Written exercise –
From the material below, keep only the lines that contain the string "checkered", matching it with case taken into account.

[Region outline entries]

• • • •

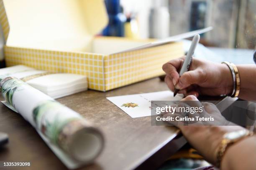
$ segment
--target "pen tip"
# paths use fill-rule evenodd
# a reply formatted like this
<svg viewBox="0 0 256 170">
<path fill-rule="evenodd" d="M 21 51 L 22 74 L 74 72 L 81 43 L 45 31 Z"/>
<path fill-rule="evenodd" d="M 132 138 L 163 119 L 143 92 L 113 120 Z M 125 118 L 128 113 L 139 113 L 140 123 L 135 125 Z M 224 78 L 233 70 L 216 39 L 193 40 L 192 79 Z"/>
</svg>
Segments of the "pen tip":
<svg viewBox="0 0 256 170">
<path fill-rule="evenodd" d="M 177 89 L 175 89 L 174 90 L 174 92 L 173 93 L 173 96 L 175 97 L 175 96 L 176 96 L 176 95 L 177 94 L 177 93 L 178 93 L 178 91 L 179 91 L 179 90 L 177 90 Z"/>
</svg>

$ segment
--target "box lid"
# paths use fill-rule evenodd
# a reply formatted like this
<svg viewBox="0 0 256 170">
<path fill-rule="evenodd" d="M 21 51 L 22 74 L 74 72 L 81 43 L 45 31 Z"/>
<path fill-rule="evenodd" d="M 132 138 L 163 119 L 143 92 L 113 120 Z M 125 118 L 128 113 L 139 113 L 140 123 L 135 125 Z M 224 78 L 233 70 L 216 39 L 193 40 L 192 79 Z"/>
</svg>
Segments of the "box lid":
<svg viewBox="0 0 256 170">
<path fill-rule="evenodd" d="M 103 0 L 0 0 L 0 8 L 7 46 L 79 48 L 108 22 Z"/>
</svg>

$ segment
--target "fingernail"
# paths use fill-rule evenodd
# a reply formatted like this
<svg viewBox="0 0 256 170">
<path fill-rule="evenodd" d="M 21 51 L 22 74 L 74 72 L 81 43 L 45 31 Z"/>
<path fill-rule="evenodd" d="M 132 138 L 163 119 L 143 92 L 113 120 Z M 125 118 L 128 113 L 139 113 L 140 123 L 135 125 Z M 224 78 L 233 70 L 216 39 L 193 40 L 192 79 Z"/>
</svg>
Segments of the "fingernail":
<svg viewBox="0 0 256 170">
<path fill-rule="evenodd" d="M 177 84 L 177 83 L 176 83 L 176 80 L 175 79 L 172 79 L 172 82 L 173 83 L 173 85 L 174 86 Z"/>
<path fill-rule="evenodd" d="M 185 94 L 187 93 L 187 91 L 186 91 L 186 90 L 181 90 L 179 91 L 178 93 L 180 93 L 182 94 Z"/>
<path fill-rule="evenodd" d="M 177 89 L 181 89 L 182 88 L 182 85 L 180 82 L 179 82 L 177 85 L 175 86 L 175 88 Z"/>
</svg>

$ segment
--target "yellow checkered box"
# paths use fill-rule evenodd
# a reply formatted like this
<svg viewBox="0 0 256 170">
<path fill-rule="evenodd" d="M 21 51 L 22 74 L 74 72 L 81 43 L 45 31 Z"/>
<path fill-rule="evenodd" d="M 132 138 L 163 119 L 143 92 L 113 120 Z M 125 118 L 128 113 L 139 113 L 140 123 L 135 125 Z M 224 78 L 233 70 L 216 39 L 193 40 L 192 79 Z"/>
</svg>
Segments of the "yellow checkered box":
<svg viewBox="0 0 256 170">
<path fill-rule="evenodd" d="M 8 66 L 86 75 L 90 89 L 106 91 L 162 75 L 164 63 L 184 55 L 180 42 L 127 51 L 152 40 L 95 37 L 108 23 L 102 0 L 0 0 Z"/>
</svg>

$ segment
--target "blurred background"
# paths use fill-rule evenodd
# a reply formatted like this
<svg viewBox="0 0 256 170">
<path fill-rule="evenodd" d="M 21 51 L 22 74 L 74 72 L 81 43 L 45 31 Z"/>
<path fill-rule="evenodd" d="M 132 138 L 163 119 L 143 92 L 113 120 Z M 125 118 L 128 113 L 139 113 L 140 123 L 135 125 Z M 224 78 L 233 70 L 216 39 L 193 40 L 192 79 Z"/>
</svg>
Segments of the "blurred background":
<svg viewBox="0 0 256 170">
<path fill-rule="evenodd" d="M 255 0 L 105 0 L 109 25 L 102 34 L 163 38 L 209 26 L 206 46 L 255 49 Z"/>
</svg>

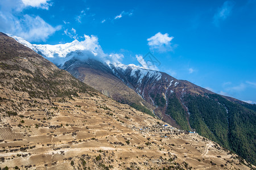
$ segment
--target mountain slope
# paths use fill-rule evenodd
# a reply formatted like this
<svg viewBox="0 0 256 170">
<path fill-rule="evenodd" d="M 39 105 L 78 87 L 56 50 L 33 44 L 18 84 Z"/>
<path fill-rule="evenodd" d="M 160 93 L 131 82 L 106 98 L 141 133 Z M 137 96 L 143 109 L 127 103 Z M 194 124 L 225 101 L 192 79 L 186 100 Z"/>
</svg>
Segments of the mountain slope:
<svg viewBox="0 0 256 170">
<path fill-rule="evenodd" d="M 212 141 L 114 101 L 3 33 L 0 47 L 1 169 L 250 169 Z M 77 95 L 60 95 L 59 88 Z"/>
</svg>

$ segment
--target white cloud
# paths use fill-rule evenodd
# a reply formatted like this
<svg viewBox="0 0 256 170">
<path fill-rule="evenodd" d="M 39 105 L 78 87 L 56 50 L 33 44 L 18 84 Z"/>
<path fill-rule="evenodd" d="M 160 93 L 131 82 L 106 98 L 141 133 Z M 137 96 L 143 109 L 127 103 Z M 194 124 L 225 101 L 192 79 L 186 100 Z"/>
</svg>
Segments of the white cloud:
<svg viewBox="0 0 256 170">
<path fill-rule="evenodd" d="M 75 32 L 72 29 L 70 32 Z M 68 32 L 67 33 L 68 34 Z M 34 45 L 43 56 L 56 65 L 63 65 L 75 58 L 81 61 L 94 59 L 106 63 L 121 63 L 123 58 L 121 54 L 106 54 L 98 43 L 97 36 L 84 35 L 84 40 L 75 40 L 71 42 L 57 45 Z M 48 49 L 48 50 L 44 50 Z M 54 50 L 52 50 L 54 49 Z M 78 53 L 74 52 L 78 51 Z"/>
<path fill-rule="evenodd" d="M 242 83 L 238 86 L 228 87 L 227 88 L 227 90 L 231 91 L 241 91 L 244 90 L 246 87 L 246 86 L 244 83 Z"/>
<path fill-rule="evenodd" d="M 188 73 L 189 73 L 189 74 L 192 74 L 192 73 L 194 73 L 194 72 L 195 72 L 195 70 L 193 69 L 192 68 L 189 68 L 189 69 L 188 69 Z"/>
<path fill-rule="evenodd" d="M 214 90 L 209 87 L 205 87 L 204 88 L 207 89 L 208 90 L 209 90 L 210 91 L 214 92 Z"/>
<path fill-rule="evenodd" d="M 234 2 L 226 1 L 223 3 L 222 6 L 218 9 L 217 12 L 213 16 L 213 23 L 216 26 L 218 27 L 220 21 L 225 20 L 229 15 L 230 15 L 234 6 Z"/>
<path fill-rule="evenodd" d="M 70 24 L 69 22 L 66 22 L 66 21 L 65 21 L 65 20 L 63 20 L 63 23 L 64 23 L 65 24 Z"/>
<path fill-rule="evenodd" d="M 256 87 L 256 83 L 251 82 L 250 81 L 246 81 L 246 83 L 254 87 Z"/>
<path fill-rule="evenodd" d="M 46 41 L 49 36 L 60 29 L 61 26 L 53 27 L 39 16 L 24 14 L 20 16 L 20 13 L 28 6 L 47 8 L 49 1 L 0 1 L 0 30 L 28 41 Z"/>
<path fill-rule="evenodd" d="M 162 34 L 160 32 L 155 35 L 147 39 L 147 44 L 151 49 L 157 49 L 159 52 L 171 51 L 173 50 L 171 46 L 171 41 L 174 37 L 169 37 L 167 33 Z"/>
<path fill-rule="evenodd" d="M 229 94 L 228 94 L 227 92 L 224 92 L 221 91 L 219 93 L 220 95 L 223 95 L 223 96 L 230 96 Z"/>
<path fill-rule="evenodd" d="M 118 15 L 115 16 L 114 19 L 119 19 L 119 18 L 122 18 L 122 13 L 121 13 L 120 14 L 119 14 Z"/>
<path fill-rule="evenodd" d="M 159 70 L 156 65 L 150 61 L 145 61 L 142 55 L 136 55 L 136 58 L 143 68 L 156 71 Z"/>
<path fill-rule="evenodd" d="M 166 70 L 166 72 L 167 73 L 169 74 L 171 76 L 172 76 L 175 78 L 177 76 L 177 72 L 176 72 L 175 71 L 174 71 L 172 69 L 169 69 L 167 70 Z"/>
<path fill-rule="evenodd" d="M 49 4 L 47 2 L 50 0 L 22 0 L 22 2 L 26 6 L 31 6 L 33 7 L 41 8 L 48 10 L 49 8 Z"/>
</svg>

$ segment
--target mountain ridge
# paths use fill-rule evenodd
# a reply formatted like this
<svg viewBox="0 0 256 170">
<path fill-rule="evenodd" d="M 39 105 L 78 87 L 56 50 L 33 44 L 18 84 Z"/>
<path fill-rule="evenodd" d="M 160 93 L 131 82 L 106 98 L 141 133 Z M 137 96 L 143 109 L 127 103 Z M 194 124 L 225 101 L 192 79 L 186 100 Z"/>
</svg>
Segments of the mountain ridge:
<svg viewBox="0 0 256 170">
<path fill-rule="evenodd" d="M 0 44 L 1 169 L 250 169 L 217 143 L 115 102 L 12 38 L 0 33 Z M 55 71 L 61 83 L 51 79 Z M 32 88 L 14 88 L 16 81 Z M 59 96 L 55 87 L 79 91 Z"/>
</svg>

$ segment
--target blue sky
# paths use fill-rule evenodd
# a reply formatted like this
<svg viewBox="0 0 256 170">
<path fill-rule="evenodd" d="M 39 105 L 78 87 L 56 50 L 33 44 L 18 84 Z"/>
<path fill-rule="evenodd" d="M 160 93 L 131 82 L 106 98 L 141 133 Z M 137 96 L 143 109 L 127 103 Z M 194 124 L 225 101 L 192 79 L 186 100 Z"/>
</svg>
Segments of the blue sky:
<svg viewBox="0 0 256 170">
<path fill-rule="evenodd" d="M 122 62 L 256 103 L 256 1 L 1 0 L 0 31 L 56 44 L 93 35 Z"/>
</svg>

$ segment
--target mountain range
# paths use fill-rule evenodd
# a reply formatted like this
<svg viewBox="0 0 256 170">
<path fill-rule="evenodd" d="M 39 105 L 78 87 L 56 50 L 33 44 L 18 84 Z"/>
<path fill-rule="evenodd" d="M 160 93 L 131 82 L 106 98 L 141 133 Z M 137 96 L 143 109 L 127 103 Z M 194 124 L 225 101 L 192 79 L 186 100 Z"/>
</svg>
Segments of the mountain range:
<svg viewBox="0 0 256 170">
<path fill-rule="evenodd" d="M 90 50 L 89 45 L 77 40 L 34 45 L 14 37 L 115 101 L 174 127 L 195 130 L 255 164 L 255 104 L 216 94 L 163 72 L 99 59 L 96 57 L 100 50 Z"/>
</svg>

• • • •

Written solution –
--target "yellow checkered box"
Segments of the "yellow checkered box":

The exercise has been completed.